# EXCERPT
┌──

In addition to post 17,18 notice that

D exp^[1/2](x) = D exp^[1/2] (exp(x) ) * exp(x) / exp^[1/2](exp(x)).

That follows from ln exp^[a] ( exp(x) ) = exp^[a](x) and the chain rule for derivatives.

By induction / recursion this gives a nice way ( product ) to compute the derivative.

This strenghtens the conclusions from post 17 , 18 and shows that

1 + o(1) <<_n 2.

( smaller after only a few iterations n )

We conclude by noting that the Taylor T

T = Sum_{K=4}^{oo} d_k x^k

With d_k = exp( - k^2 )

grows slower then exp^[1/2](x) , yet faster then any polynomial.

T has growth 0 , like exp( ln^2 (x) ) and similar.

Did we meet T yet ?? I believe T was a fake of Some elementairy like exp( ln^2 ) or such ...
This again leads to the desire of inverse fake or its related integral transforms ...

---

Regards

Tommy1729

I request complex plots of f(x) = fake exp^[1/3](x) , f(f(x)) and f(f(f(x))).

Like sheldon did for fake exp^[1/2](x) in one of the early posts in this thread.

It is very important !!

( potentially new results/conjectures based on those plots ! )

Regards

Tommy1729

Ps make sure to make backups of this website/content ? Bo ?
Im currently into this

f(x) = integral from 1 to +oo [ t^x g(t) dt ]

and the related

f(x) = a_0 + a_1* 2^x + a_2* 3^x + a_3 4^x + ...

( for suitable f(x) )

This is ofcourse similar to finding taylor series and fake function theory ( so far ).

The idea floating around of finding approximate entire dirichlet series with a_n >=0 is ofcourse tempting.

However maybe the inequality

a_n < min ( f(x)/n^x )

might be less efficient here ??

What do you guys think ?

NOTICE the integral transform is NOT the mellin transform.

Anyone knows an inverse integral transform for this ?

I think f(x) = gamma(x,1) + (constant) might make an interesting case ...

regards

tommy1729
(07/18/2021, 11:47 PM)tommy1729 Wrote: [ -> ]Im currently into this

f(x) = integral from 1 to +oo [ t^x g(t) dt ]

and the related

f(x) = a_0 + a_1* 2^x + a_2* 3^x + a_3 4^x + ...

( for suitable f(x) )

This is ofcourse similar to finding taylor series and fake function theory ( so far ).

The idea floating around of finding approximate entire dirichlet series with a_n >=0 is ofcourse tempting.

However maybe the inequality

a_n < min ( f(x)/n^x )

└──

# SUPPLIED MATERIAL
┌──

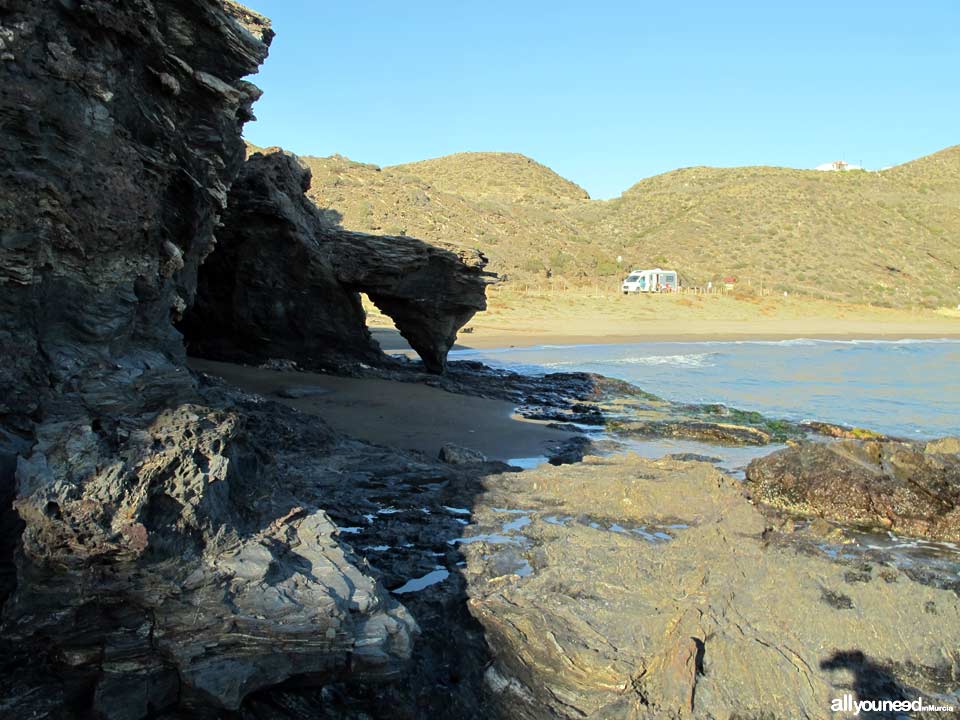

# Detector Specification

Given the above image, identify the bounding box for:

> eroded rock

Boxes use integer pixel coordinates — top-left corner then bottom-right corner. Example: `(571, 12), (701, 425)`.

(464, 456), (960, 720)
(181, 150), (490, 373)
(747, 439), (960, 540)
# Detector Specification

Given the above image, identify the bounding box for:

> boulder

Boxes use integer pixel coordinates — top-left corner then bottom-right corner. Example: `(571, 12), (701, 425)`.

(180, 150), (492, 373)
(747, 439), (960, 541)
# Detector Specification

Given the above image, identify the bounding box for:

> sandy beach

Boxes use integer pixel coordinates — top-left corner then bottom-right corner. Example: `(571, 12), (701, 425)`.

(190, 358), (570, 460)
(366, 291), (960, 352)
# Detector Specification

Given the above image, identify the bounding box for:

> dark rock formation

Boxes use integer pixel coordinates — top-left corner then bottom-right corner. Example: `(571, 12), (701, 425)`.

(181, 150), (490, 373)
(747, 439), (960, 540)
(0, 0), (432, 719)
(0, 0), (272, 424)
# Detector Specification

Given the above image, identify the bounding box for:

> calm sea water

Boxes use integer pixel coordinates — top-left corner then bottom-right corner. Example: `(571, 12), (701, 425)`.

(450, 340), (960, 438)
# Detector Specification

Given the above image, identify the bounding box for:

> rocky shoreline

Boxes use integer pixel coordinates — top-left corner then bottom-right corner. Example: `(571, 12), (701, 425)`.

(0, 0), (960, 720)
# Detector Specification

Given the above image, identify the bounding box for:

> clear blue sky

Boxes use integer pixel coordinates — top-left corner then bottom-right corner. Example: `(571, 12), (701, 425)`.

(246, 0), (960, 198)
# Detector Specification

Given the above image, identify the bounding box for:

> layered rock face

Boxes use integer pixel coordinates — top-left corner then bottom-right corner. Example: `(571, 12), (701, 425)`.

(0, 0), (272, 416)
(181, 150), (492, 373)
(0, 0), (428, 718)
(464, 456), (960, 720)
(747, 438), (960, 541)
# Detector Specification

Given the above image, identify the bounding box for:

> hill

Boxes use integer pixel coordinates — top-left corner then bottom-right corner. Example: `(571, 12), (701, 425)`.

(249, 146), (960, 307)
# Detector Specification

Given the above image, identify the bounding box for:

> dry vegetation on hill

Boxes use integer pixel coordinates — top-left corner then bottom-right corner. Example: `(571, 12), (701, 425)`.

(249, 146), (960, 307)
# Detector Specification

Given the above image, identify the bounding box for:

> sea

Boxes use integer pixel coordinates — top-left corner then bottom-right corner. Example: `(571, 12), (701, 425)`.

(450, 339), (960, 440)
(450, 339), (960, 587)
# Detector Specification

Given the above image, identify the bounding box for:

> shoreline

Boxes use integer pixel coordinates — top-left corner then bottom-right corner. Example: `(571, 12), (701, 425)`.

(370, 327), (960, 354)
(188, 358), (574, 462)
(453, 332), (960, 352)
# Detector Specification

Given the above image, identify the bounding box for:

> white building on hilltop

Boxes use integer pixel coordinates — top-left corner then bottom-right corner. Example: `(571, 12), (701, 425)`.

(816, 160), (863, 172)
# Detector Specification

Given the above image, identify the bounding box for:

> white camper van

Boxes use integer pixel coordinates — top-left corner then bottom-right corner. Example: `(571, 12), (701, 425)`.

(621, 268), (680, 295)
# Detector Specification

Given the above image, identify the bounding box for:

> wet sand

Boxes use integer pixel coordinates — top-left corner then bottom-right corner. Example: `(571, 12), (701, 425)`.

(189, 358), (571, 460)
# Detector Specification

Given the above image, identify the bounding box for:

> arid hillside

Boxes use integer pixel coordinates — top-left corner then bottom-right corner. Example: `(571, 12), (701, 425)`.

(253, 146), (960, 307)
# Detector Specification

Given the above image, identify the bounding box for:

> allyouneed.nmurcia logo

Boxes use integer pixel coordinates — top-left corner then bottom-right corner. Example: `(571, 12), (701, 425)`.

(830, 693), (954, 716)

└──

# TASK INSTRUCTIONS
1/ Return the part of the forum thread on fake function theory between "That follows from" and "iterations n )", inclusive.
2/ According to the forum thread on fake function theory, which transform is the integral transform explicitly not?
3/ Continue the forum thread on fake function theory from the point where it stops.

# ANSWERS FOR THE TASKS
1/
That follows from ln exp^[a] ( exp(x) ) = exp^[a](x) and the chain rule for derivatives.

By induction / recursion this gives a nice way ( product ) to compute the derivative.

This strenghtens the conclusions from post 17 , 18 and shows that

1 + o(1) <<_n 2.

( smaller after only a few iterations n )

2/ The mellin transform.

3/
might be less efficient here ??

What do you guys think ?

NOTICE the integral transform is NOT the mellin transform.

Anyone knows an inverse integral transform for this ?

I think f(x) = gamma(x,1) + (constant) might make an interesting case ...

regards

tommy1729

As a small example :

integral from 1 to +oo [ t^x g(t) dt ]

with g(t) = exp(- ln(t)^2 )

equals :

(1/2) * ( erf((x+1)/2) +1) *  sqrt(pi) * exp( (1/4)* (x+1)^2 ).

I find this fascinating.

btw g(t) reminds me again of the binary partition function.

Differentiation under the integral sign (dx) will probably be a usefull trick too.

More math must exist.

regards

tommy1729
(07/21/2021, 05:11 PM)tommy1729 Wrote: [ -> ]
(07/18/2021, 11:47 PM)tommy1729 Wrote: [ -> ]Im currently into this

f(x) = integral from 1 to +oo [ t^x g(t) dt ]

and the related

f(x) = a_0 + a_1* 2^x + a_2* 3^x + a_3 4^x + ...

( for suitable f(x) )

This is ofcourse similar to finding taylor series and fake function theory ( so far ).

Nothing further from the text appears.